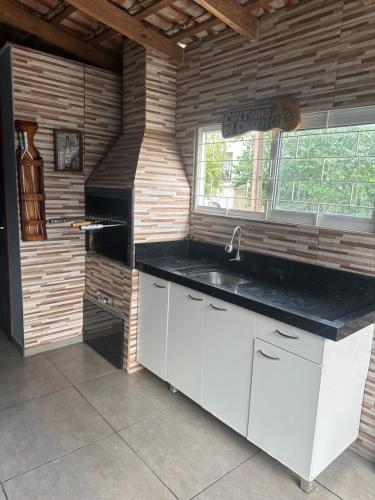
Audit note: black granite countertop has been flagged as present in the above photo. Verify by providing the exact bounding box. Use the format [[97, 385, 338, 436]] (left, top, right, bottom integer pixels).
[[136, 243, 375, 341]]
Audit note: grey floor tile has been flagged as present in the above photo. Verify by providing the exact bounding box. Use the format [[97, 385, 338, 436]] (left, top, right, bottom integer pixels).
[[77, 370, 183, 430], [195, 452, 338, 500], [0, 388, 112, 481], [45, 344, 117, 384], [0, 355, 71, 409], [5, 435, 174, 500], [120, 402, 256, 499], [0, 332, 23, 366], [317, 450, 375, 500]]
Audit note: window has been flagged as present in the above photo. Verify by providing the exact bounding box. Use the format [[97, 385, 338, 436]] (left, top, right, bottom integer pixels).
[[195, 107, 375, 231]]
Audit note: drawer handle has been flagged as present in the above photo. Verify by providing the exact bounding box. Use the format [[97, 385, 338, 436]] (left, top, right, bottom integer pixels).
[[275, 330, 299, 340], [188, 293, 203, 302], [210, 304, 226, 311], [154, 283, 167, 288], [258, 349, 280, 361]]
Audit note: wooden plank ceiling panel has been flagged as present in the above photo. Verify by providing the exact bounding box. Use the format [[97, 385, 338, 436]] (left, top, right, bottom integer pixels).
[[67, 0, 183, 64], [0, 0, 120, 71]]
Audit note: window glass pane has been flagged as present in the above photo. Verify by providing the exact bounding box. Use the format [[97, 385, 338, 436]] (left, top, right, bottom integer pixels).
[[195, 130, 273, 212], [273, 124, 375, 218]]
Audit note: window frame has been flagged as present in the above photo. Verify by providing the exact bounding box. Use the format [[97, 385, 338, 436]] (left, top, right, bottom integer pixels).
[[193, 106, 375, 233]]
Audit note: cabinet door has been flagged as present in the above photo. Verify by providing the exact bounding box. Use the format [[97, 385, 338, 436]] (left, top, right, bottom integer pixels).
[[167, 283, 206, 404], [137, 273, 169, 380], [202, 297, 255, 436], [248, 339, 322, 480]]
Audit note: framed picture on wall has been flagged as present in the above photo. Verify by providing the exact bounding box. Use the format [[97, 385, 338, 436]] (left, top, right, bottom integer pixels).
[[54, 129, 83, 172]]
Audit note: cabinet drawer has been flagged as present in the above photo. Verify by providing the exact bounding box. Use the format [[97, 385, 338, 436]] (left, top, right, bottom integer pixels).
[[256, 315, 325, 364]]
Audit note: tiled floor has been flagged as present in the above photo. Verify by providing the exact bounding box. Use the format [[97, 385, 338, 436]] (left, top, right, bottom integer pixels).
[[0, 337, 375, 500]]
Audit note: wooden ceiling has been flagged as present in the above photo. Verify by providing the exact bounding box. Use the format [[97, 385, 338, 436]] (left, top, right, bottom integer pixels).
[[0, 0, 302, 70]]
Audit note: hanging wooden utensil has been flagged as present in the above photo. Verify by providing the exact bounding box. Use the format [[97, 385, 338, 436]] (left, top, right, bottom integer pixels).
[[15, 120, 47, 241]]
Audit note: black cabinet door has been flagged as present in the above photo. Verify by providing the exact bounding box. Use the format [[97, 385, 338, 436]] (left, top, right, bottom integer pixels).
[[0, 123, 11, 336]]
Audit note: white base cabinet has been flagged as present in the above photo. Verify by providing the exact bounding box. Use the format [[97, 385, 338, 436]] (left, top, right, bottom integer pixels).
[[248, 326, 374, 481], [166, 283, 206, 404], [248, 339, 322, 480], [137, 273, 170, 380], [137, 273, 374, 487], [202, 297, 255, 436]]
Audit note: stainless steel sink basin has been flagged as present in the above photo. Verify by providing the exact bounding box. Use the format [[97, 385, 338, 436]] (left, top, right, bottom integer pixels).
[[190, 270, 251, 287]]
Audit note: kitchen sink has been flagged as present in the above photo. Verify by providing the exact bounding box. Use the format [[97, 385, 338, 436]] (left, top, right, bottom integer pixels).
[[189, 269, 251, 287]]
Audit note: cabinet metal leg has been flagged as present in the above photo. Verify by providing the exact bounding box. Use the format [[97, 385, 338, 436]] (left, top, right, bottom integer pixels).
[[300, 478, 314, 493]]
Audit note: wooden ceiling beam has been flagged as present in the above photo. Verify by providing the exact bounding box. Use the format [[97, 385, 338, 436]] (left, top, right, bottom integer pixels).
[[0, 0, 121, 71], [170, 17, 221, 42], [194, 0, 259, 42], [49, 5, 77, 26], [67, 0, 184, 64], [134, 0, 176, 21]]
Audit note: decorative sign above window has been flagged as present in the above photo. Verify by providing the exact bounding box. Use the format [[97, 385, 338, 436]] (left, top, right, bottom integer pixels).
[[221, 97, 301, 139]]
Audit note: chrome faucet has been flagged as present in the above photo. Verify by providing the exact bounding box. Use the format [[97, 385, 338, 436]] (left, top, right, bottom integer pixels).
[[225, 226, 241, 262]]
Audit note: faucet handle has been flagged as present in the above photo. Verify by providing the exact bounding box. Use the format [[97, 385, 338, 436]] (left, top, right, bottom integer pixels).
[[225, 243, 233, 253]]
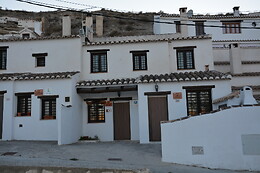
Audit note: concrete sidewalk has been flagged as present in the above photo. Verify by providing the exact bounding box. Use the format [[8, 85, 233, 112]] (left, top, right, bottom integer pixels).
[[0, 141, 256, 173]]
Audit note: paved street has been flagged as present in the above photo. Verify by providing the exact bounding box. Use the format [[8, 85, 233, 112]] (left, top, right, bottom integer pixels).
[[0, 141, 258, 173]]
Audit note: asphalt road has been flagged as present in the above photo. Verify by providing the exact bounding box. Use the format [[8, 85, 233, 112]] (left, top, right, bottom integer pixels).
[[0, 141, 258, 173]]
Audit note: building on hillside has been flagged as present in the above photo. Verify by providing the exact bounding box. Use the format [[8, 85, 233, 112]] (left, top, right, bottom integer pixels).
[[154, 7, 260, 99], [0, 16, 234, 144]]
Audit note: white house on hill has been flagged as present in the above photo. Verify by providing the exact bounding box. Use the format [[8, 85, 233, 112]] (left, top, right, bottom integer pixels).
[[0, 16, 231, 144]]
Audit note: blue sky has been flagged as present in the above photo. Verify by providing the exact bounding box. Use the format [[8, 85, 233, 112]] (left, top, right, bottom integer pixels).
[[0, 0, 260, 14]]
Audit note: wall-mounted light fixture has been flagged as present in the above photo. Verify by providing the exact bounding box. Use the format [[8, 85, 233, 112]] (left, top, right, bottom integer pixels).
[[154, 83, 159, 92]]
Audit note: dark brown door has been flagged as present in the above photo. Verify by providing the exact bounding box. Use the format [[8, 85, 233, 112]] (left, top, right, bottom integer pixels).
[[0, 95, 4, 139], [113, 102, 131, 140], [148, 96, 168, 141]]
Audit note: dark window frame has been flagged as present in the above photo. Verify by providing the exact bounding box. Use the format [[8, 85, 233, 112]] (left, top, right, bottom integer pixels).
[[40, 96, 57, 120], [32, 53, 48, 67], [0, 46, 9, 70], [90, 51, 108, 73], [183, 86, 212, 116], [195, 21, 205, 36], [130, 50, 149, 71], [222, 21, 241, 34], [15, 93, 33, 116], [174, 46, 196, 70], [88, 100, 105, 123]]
——————————
SET PROBLEM. Reproduce every entry above word for word, leaving out the pictures.

ANSWER IN FULL.
Audit note: black granite countertop has been flagged as present in the above photo. Verify by providing the exact bounding box. Use the format [[97, 385, 338, 436]] (left, top, right, bottom integer pixels).
[[136, 243, 375, 341]]
Audit note: grey floor tile has been flagged as present in the above photo. Verify by providing the exact bounding box. Use the format [[97, 385, 338, 436]] (left, top, right, bottom integer pixels).
[[77, 370, 183, 430], [195, 452, 338, 500], [0, 388, 112, 481], [45, 344, 117, 384], [0, 355, 71, 409], [5, 435, 174, 500], [120, 402, 256, 499], [0, 332, 23, 366], [317, 450, 375, 500]]
Audit note: window has been flagged as present in the above photo. Verify by providing the exact bounding box. Use the format [[97, 385, 338, 436]] (left, top, right, bottom integer pixels).
[[195, 107, 375, 231]]
Audit note: drawer handle has been flagged as present in the above photo. Verify by providing the exact bounding box. Use the format [[97, 385, 338, 436]] (left, top, right, bottom integer pixels).
[[275, 330, 299, 340], [188, 293, 203, 302], [210, 304, 226, 311], [154, 283, 167, 288], [258, 349, 280, 361]]
Audit note: wooden plank ceiling panel has been flagged as present in the above photo. Verify by providing the exact bounding box. Use the format [[97, 385, 338, 436]] (left, top, right, bottom integer pixels).
[[67, 0, 183, 64], [0, 0, 120, 71]]
Audit note: window glass pane has been flagged as present in the above photo. Verify by providing the exact bounding box. Use the format [[97, 385, 338, 436]] (left, top, right, bottom integer pixels).
[[195, 130, 273, 212], [273, 124, 375, 218]]
Audit note: window frame has been flagged as present in the above photo. Verify by providing the exact bounding box. Use the format [[97, 385, 338, 436]] (left, top, right, bottom integer pixels).
[[193, 106, 375, 233]]
Audit note: cabinet door has been flagged as present in the above photo. Verify by providing the exact bounding box. Use the format [[97, 385, 338, 436]] (left, top, right, bottom integer pixels).
[[167, 283, 206, 404], [137, 273, 169, 380], [202, 297, 255, 436], [248, 339, 322, 480]]
Audit note: framed picture on wall has been flagged as present in the above photo. Verify by providing the exact bounding box. Use the format [[97, 385, 338, 436]] (left, top, right, bottom integer pixels).
[[54, 129, 83, 172]]
Audit note: cabinet drawer has been flagged as present in the above photo. Verify by providing the exact bounding box. Use the format [[97, 385, 338, 436]] (left, top, right, bottom integer pixels).
[[256, 315, 325, 364]]
Audit note: tiled floor has been flagged as present in the above photo. Verify by providing the exact bounding box. Use the format [[97, 385, 338, 436]] (left, top, right, bottom integer pixels).
[[0, 337, 375, 500]]
Audit note: wooden ceiling has been flagged as present in the above photo. Verify by providing the exact bounding box. Use the format [[97, 385, 338, 436]] (left, top, right, bottom integer pixels).
[[0, 0, 302, 70]]
Audit note: hanging wooden utensil has been flagged as present in the above photo. Verify by providing the exact bounding box. Use the format [[97, 385, 338, 436]] (left, top, right, bottom integer pixels).
[[15, 120, 47, 241]]
Audit note: black cabinet door has been flagged as present in the above photo. Verify by providing the exact bounding box. Use the format [[97, 385, 338, 436]] (left, top, right, bottom integer pixels).
[[0, 123, 11, 336]]
Audit note: white base cabinet has been flagged as present in the above photo. Verify by providing the exact bounding box. Use the format [[97, 385, 338, 436]] (left, top, right, bottom integer pixels).
[[248, 326, 374, 481], [166, 283, 206, 404], [248, 339, 322, 480], [137, 273, 170, 380], [137, 273, 374, 487], [202, 297, 255, 436]]
Audit note: stainless steel sink basin has been flagged as present in the above photo. Verify by providing the exact bounding box. Use the format [[97, 385, 338, 436]] (left, top, right, bottom integer pixels).
[[190, 270, 251, 287]]
Audit note: kitchen sink has been flagged as present in the above photo. Verify by providing the exact bounding box. Use the format [[97, 385, 338, 436]] (left, top, right, bottom integer pixels).
[[189, 269, 251, 287]]
Audit note: cabinet metal leg has been flagged as present in the above photo. Verify by providing the exact bounding box. Use the format [[97, 385, 338, 436]] (left, top, right, bottom integer pixels).
[[300, 478, 314, 493]]
Audit note: wooden ceiling beam has been flagged as present in the above photo. Verify by providing the exact bounding box. Use the format [[97, 385, 338, 436]] (left, top, right, bottom integer pixels).
[[0, 0, 121, 71], [170, 17, 221, 42], [194, 0, 259, 42], [49, 5, 77, 26], [67, 0, 184, 64], [134, 0, 176, 21]]
Audit note: decorative sign above window has been flagged as present in the above photo. Verify by providing the exact bounding box. Use the format [[97, 385, 338, 436]] (left, top, right, bottom integer pixels).
[[221, 97, 301, 139]]
Audit note: chrome faucet has been flagged as present in the above photo. Verify by providing the exact bounding box. Use the format [[97, 385, 338, 436]] (left, top, right, bottom integer pixels).
[[225, 226, 241, 262]]
Audit note: faucet handle has been flagged as present in the above photo. Verify by providing the exact bounding box. Use the format [[97, 385, 338, 436]] (left, top, right, bottom integer pixels).
[[225, 243, 233, 253]]
Audit note: concrete sidewalk has been flagged as present in the above photo. Verify by providing the exact bounding box. Use the format [[8, 85, 233, 112]] (left, top, right, bottom integer pixels).
[[0, 141, 256, 173]]
Audit note: paved street has been flagged as present in the above photo. Verify by providing the exact bounding box. Use the format [[8, 85, 233, 112]] (left, top, right, bottom integer pixels).
[[0, 141, 258, 173]]
Audit note: asphalt road has been flagged as present in the above photo. Verify by providing the exact bounding box. Use the format [[8, 85, 233, 112]] (left, top, right, bottom integer pixels).
[[0, 141, 258, 173]]
Audit note: building on hillside has been flagged as present in the above photo. Verify by providing the exact bounding box. Use the format [[8, 85, 233, 112]] (left, top, right, bottom integer pixels).
[[154, 7, 260, 99], [0, 16, 234, 144]]
Audit note: white house on hill has been flagged as present in the above photo. Verify by providing the exact bounding box. Use the format [[8, 85, 233, 112]] (left, top, right, bottom integer pixels).
[[0, 16, 231, 144]]
Audit note: blue sky has been flagged as present in the above photo. Verify by providing the exact bounding box. Use the format [[8, 85, 233, 112]] (left, top, right, bottom integer pixels).
[[0, 0, 260, 14]]
Audit note: wall-mounted light fixture has been flagged as present in the above photo. Verify by providing the exact bounding box. Use the format [[8, 85, 233, 112]] (left, top, right, bottom integer pixels).
[[154, 83, 159, 92]]
Audit note: dark brown door has been flagged as present in the above photo. Verify by providing the exact bounding box. Use the format [[8, 85, 233, 112]] (left, top, right, bottom integer pixels).
[[0, 95, 4, 139], [113, 102, 131, 140], [148, 96, 168, 141]]
Audit note: dark window frame has been flagged as present in the above photo. Verify by providing the exact bounding box. Use the format [[8, 85, 233, 112]] (left, top, right, bottom integer pixels).
[[40, 96, 57, 120], [32, 53, 48, 67], [0, 46, 9, 70], [90, 51, 108, 73], [183, 86, 212, 116], [195, 21, 205, 36], [130, 50, 149, 71], [222, 21, 241, 34], [15, 93, 33, 116], [174, 46, 196, 70], [88, 100, 105, 123]]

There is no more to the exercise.